Task to complete:
Print the entries once more, unchanged.
··· The data ···
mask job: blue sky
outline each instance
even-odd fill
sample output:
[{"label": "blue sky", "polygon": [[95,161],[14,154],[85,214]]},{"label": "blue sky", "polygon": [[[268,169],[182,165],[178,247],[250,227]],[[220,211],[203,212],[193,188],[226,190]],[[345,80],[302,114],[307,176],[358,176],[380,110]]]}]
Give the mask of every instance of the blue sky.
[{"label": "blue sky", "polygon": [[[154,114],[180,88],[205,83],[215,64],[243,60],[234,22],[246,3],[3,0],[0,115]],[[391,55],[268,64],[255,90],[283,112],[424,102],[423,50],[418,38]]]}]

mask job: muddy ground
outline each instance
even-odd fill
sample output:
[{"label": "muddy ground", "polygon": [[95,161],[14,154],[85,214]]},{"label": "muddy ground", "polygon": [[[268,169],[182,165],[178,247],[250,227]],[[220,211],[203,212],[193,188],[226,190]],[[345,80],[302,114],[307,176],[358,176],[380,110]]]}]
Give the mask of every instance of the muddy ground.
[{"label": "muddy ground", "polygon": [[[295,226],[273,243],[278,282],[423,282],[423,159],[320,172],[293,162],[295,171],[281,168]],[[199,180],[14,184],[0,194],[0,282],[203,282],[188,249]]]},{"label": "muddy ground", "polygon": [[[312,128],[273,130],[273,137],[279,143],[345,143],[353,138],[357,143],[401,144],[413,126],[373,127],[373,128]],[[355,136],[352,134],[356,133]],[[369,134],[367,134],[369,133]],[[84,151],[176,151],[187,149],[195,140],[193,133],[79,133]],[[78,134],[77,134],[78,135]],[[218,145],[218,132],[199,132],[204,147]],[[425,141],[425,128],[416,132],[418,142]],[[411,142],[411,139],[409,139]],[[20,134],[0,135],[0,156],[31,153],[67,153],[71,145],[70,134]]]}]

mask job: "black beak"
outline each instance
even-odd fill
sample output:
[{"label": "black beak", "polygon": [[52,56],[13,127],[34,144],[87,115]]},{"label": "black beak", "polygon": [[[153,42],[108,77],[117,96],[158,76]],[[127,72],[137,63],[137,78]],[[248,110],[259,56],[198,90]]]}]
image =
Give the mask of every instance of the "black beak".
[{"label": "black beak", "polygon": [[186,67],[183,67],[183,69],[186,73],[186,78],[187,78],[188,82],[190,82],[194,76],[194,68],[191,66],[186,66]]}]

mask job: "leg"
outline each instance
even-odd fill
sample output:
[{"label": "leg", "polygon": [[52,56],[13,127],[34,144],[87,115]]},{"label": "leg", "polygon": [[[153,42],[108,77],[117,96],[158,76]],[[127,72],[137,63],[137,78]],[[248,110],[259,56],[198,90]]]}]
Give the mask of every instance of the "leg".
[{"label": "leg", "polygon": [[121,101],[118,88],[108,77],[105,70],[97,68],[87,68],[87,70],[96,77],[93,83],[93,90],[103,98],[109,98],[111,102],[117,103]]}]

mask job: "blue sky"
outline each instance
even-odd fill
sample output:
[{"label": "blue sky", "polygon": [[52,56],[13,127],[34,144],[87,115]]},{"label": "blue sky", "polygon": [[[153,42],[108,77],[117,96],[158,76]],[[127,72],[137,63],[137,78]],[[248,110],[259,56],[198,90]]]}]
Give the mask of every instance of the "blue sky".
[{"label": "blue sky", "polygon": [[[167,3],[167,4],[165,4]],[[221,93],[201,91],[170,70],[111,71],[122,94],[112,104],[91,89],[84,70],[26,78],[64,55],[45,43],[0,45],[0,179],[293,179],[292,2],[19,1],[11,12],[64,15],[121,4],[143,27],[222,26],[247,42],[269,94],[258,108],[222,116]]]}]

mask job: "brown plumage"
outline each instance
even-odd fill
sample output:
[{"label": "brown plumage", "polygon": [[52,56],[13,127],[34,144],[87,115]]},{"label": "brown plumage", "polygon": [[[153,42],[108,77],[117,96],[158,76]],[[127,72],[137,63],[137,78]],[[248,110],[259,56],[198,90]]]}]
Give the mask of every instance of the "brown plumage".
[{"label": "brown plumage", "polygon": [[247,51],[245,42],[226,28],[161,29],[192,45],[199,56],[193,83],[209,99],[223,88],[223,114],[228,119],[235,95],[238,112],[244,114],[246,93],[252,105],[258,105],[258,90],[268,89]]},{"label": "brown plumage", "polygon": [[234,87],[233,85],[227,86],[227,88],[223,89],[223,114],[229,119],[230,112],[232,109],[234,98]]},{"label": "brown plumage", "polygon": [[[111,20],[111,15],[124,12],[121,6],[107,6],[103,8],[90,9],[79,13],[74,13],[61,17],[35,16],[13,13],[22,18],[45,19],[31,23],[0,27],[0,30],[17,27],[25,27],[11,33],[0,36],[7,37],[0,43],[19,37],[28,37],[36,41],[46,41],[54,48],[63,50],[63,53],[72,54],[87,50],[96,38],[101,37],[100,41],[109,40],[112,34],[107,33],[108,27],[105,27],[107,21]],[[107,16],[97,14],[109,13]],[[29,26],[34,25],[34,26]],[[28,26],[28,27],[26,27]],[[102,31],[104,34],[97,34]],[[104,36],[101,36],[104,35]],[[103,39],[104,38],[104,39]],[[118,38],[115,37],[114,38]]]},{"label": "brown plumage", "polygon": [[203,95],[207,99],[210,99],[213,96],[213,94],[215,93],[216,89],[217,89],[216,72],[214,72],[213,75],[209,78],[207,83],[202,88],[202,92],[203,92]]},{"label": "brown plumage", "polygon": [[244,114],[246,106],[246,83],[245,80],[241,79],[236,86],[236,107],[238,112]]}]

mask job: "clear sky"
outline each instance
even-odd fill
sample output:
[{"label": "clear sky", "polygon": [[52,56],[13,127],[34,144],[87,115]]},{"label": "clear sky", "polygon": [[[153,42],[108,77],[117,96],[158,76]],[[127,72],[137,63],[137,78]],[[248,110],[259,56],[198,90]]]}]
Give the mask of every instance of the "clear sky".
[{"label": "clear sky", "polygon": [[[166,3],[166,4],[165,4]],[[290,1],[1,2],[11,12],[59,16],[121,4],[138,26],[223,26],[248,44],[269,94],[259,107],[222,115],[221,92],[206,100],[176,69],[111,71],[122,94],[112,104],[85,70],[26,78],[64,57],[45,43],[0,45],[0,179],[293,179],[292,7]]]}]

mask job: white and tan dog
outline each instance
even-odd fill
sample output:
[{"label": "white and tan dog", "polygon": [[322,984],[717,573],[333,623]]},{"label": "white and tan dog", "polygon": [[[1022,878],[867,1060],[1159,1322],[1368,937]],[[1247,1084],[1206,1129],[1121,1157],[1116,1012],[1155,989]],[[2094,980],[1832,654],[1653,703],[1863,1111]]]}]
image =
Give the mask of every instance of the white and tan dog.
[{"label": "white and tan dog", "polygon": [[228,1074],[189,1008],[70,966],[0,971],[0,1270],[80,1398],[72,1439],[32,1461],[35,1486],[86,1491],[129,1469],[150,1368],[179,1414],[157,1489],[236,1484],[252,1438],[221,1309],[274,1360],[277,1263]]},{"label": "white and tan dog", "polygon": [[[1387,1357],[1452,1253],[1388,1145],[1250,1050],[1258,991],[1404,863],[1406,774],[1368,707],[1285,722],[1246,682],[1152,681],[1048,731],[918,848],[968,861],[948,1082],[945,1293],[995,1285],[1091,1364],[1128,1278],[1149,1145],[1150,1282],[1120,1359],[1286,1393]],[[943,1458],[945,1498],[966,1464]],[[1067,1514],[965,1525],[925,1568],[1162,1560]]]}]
···
Exercise output:
mask job: blue sky
outline each instance
even-odd fill
sample output:
[{"label": "blue sky", "polygon": [[95,161],[14,154],[85,214]]},{"label": "blue sky", "polygon": [[[268,169],[182,165],[178,247],[250,227]],[[220,211],[203,212],[193,188],[226,190]],[[345,80],[302,114],[307,176],[358,176],[380,110]]]}]
Give the mask of every instance of the blue sky.
[{"label": "blue sky", "polygon": [[[154,114],[180,88],[205,83],[215,64],[243,60],[234,22],[246,3],[3,0],[0,115]],[[391,55],[268,64],[255,90],[283,112],[424,102],[423,50],[418,38]]]}]

mask job: muddy ground
outline each instance
even-odd fill
sample output:
[{"label": "muddy ground", "polygon": [[95,161],[14,154],[85,214]]},{"label": "muddy ground", "polygon": [[[268,169],[182,165],[178,247],[250,227]],[[220,211],[203,212],[193,188],[226,190]],[[345,80],[302,114],[307,176],[358,176],[380,110]]]}]
Give the mask of every instance of the muddy ground.
[{"label": "muddy ground", "polygon": [[[295,226],[273,243],[278,282],[423,282],[423,159],[320,172],[293,162],[295,171],[281,168]],[[199,180],[14,184],[0,194],[0,282],[203,282],[188,249]]]},{"label": "muddy ground", "polygon": [[[312,128],[273,130],[273,137],[279,143],[345,143],[353,138],[357,143],[401,144],[413,126],[373,127],[373,128]],[[355,136],[352,134],[356,133]],[[369,134],[367,134],[369,133]],[[84,151],[176,151],[187,149],[195,140],[193,133],[79,133]],[[78,134],[77,134],[78,135]],[[218,145],[218,132],[199,132],[204,147]],[[425,141],[425,128],[416,132],[418,142]],[[411,142],[411,139],[409,139]],[[20,134],[0,135],[0,156],[31,153],[67,153],[71,145],[70,134]]]}]

mask job: "black beak"
outline each instance
even-odd fill
sample output:
[{"label": "black beak", "polygon": [[52,56],[13,127],[34,144],[87,115]]},{"label": "black beak", "polygon": [[[153,42],[108,77],[117,96],[158,76]],[[127,72],[137,63],[137,78]],[[248,110],[259,56],[198,90]]]}]
image =
Give the mask of every instance of the "black beak".
[{"label": "black beak", "polygon": [[186,67],[183,67],[183,69],[186,73],[186,78],[187,78],[188,82],[190,82],[194,76],[194,68],[191,66],[186,66]]}]

mask job: "leg"
outline each instance
even-odd fill
sample output:
[{"label": "leg", "polygon": [[52,56],[13,127],[34,144],[87,115]]},{"label": "leg", "polygon": [[[153,42],[108,77],[117,96],[158,76]],[[127,72],[137,63],[137,78]],[[248,110],[259,56],[198,90]]]}]
Give the mask of every instance of the "leg".
[{"label": "leg", "polygon": [[121,101],[118,88],[108,77],[105,70],[97,68],[87,68],[87,70],[96,77],[93,83],[93,90],[103,98],[109,98],[111,102],[117,103]]}]

mask job: "blue sky"
outline each instance
even-odd fill
sample output:
[{"label": "blue sky", "polygon": [[52,56],[13,127],[34,144],[87,115]]},{"label": "blue sky", "polygon": [[[153,42],[108,77],[117,96],[158,76]],[[127,72],[137,63],[137,78]],[[248,110],[259,56],[198,90]]]}]
Give the mask of every instance of the "blue sky".
[{"label": "blue sky", "polygon": [[[167,3],[167,4],[165,4]],[[221,93],[201,91],[170,70],[111,71],[122,94],[112,104],[91,89],[84,70],[26,78],[64,55],[45,43],[0,45],[0,179],[293,179],[292,2],[19,1],[11,12],[64,15],[121,4],[143,27],[222,26],[247,42],[269,94],[258,108],[222,116]]]}]

mask job: "brown plumage"
outline each instance
even-odd fill
sample output:
[{"label": "brown plumage", "polygon": [[52,56],[13,127],[34,144],[87,115]]},{"label": "brown plumage", "polygon": [[[153,42],[108,77],[117,96],[158,76]],[[127,72],[137,63],[137,78]],[[248,110],[259,56],[198,90]]]}]
Give the mask of every instance of the "brown plumage".
[{"label": "brown plumage", "polygon": [[247,51],[245,42],[226,28],[161,29],[192,45],[199,56],[193,83],[209,99],[223,88],[223,114],[228,119],[235,95],[238,112],[244,114],[246,93],[252,105],[258,105],[258,90],[268,89]]},{"label": "brown plumage", "polygon": [[234,87],[233,85],[227,86],[227,88],[223,89],[223,114],[229,119],[230,112],[232,109],[234,98]]},{"label": "brown plumage", "polygon": [[[111,20],[111,15],[124,12],[121,6],[107,6],[103,8],[90,9],[79,13],[74,13],[61,17],[35,16],[13,13],[22,18],[45,19],[31,23],[0,27],[0,30],[17,27],[25,27],[11,33],[0,36],[7,37],[0,43],[19,37],[28,37],[36,41],[46,41],[54,48],[63,50],[63,53],[72,54],[87,50],[96,38],[101,37],[100,41],[109,40],[112,34],[107,33],[108,27],[105,27],[107,21]],[[107,16],[97,14],[109,13]],[[29,26],[34,25],[34,26]],[[28,26],[28,27],[26,27]],[[102,31],[104,34],[97,34]],[[104,36],[101,36],[104,35]],[[103,39],[104,38],[104,39]],[[118,38],[115,37],[114,38]]]},{"label": "brown plumage", "polygon": [[203,95],[207,99],[210,99],[213,96],[213,94],[215,93],[216,89],[217,89],[216,72],[214,72],[213,75],[209,78],[207,83],[202,88],[202,92],[203,92]]},{"label": "brown plumage", "polygon": [[244,114],[246,106],[246,83],[245,80],[241,79],[236,86],[236,107],[238,112]]}]

mask job: "clear sky"
outline each instance
even-odd fill
sample output:
[{"label": "clear sky", "polygon": [[52,56],[13,127],[34,144],[87,115]]},{"label": "clear sky", "polygon": [[[153,42],[108,77],[117,96],[158,76]],[[127,72],[137,63],[137,78]],[[248,110],[259,56],[198,90]]]}]
Give the mask of every instance of the "clear sky".
[{"label": "clear sky", "polygon": [[[166,3],[166,4],[165,4]],[[290,1],[1,2],[11,12],[59,16],[121,4],[138,26],[223,26],[248,44],[269,94],[259,107],[222,115],[221,92],[206,100],[176,69],[111,71],[122,94],[112,104],[85,70],[26,78],[64,57],[45,43],[0,45],[0,179],[293,179],[292,7]]]}]

mask job: white and tan dog
outline each instance
even-odd fill
sample output:
[{"label": "white and tan dog", "polygon": [[322,984],[717,573],[333,623]]},{"label": "white and tan dog", "polygon": [[[1022,878],[867,1060],[1159,1322],[1368,937]],[[1247,1084],[1206,1129],[1121,1157],[1116,1012],[1155,989]],[[2094,980],[1832,654],[1653,703],[1863,1111]]]}]
image =
Give the mask of every instance of the white and tan dog.
[{"label": "white and tan dog", "polygon": [[228,1074],[189,1008],[70,966],[0,971],[0,1270],[80,1398],[72,1439],[32,1461],[35,1486],[86,1491],[129,1469],[150,1368],[179,1414],[157,1489],[236,1484],[252,1438],[221,1309],[274,1360],[277,1263]]},{"label": "white and tan dog", "polygon": [[[1387,1357],[1452,1253],[1388,1145],[1250,1050],[1258,991],[1404,863],[1406,774],[1368,707],[1285,722],[1246,682],[1152,681],[1048,731],[918,848],[968,861],[948,1082],[945,1293],[995,1285],[1091,1364],[1128,1278],[1149,1145],[1150,1282],[1120,1359],[1286,1393]],[[943,1458],[945,1498],[966,1464]],[[1067,1514],[965,1525],[925,1568],[1162,1560]]]}]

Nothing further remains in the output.